**Exercise description**
Can you quote exactly the stretch of lines from the one with "Task: point out every instance of the life" through the final line of the material, both ends included?

'''

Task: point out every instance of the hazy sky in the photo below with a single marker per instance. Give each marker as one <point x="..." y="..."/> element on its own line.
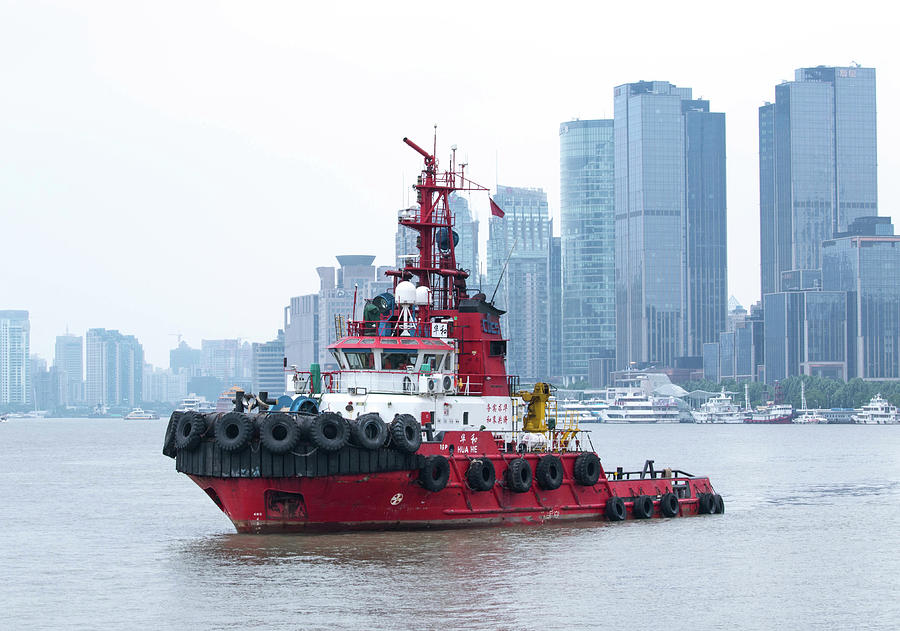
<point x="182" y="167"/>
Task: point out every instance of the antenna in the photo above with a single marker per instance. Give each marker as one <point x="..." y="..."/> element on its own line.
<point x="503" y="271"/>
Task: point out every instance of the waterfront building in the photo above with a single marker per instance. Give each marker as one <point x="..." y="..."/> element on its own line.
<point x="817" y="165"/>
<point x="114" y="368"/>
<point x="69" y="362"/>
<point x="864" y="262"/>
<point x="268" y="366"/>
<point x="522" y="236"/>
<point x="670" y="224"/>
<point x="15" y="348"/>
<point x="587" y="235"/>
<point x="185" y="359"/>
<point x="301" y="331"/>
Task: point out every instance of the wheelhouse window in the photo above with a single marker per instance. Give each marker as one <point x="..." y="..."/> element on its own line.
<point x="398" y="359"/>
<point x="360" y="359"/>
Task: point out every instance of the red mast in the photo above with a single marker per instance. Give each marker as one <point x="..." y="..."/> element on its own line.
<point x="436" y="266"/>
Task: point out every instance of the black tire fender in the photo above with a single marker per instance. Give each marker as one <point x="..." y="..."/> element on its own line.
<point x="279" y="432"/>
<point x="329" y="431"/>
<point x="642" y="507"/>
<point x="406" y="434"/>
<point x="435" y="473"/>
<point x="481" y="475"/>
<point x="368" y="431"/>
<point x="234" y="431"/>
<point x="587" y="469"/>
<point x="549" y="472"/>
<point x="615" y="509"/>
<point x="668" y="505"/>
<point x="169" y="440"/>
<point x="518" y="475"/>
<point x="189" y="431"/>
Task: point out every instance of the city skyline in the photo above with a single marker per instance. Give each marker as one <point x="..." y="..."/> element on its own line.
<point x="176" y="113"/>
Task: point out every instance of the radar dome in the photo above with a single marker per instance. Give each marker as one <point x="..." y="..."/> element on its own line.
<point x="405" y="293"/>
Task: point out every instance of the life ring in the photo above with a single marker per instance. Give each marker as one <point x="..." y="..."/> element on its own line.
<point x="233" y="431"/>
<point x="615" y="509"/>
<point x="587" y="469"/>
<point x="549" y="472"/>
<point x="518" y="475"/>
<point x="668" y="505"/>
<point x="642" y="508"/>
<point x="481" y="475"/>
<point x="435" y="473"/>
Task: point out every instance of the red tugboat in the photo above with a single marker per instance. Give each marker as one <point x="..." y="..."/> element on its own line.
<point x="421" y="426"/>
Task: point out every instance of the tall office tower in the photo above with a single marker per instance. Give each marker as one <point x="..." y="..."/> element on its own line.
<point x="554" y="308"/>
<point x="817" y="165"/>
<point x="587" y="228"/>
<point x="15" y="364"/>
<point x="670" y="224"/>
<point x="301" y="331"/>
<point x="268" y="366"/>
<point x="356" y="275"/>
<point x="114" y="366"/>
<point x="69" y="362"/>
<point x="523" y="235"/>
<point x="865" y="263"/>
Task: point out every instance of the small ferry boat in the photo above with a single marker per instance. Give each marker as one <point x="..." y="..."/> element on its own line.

'''

**Correct response**
Task: point out every instance of the life ring in the photo above with a single marker per instance. Give each marker as one <point x="..." y="..."/> element on its own line.
<point x="233" y="431"/>
<point x="615" y="509"/>
<point x="587" y="469"/>
<point x="549" y="472"/>
<point x="518" y="475"/>
<point x="668" y="505"/>
<point x="642" y="508"/>
<point x="481" y="475"/>
<point x="435" y="473"/>
Task: point out every instance of the red tugboat in the photo above with a single marker per instance. Give each marker as one <point x="..." y="..."/> element on its own line.
<point x="421" y="426"/>
Task: point out every instance of the tall office tower in the photo above with a single marker per instance. Give each marker as one <point x="..." y="..."/> element on its own line.
<point x="554" y="308"/>
<point x="817" y="165"/>
<point x="587" y="228"/>
<point x="15" y="364"/>
<point x="670" y="224"/>
<point x="301" y="331"/>
<point x="268" y="366"/>
<point x="356" y="275"/>
<point x="114" y="366"/>
<point x="69" y="362"/>
<point x="523" y="235"/>
<point x="865" y="263"/>
Task: point out every instance of the small ferry boat in the photo above with a single marker per instance. Give each marker as one <point x="..." y="..."/> element on its own line.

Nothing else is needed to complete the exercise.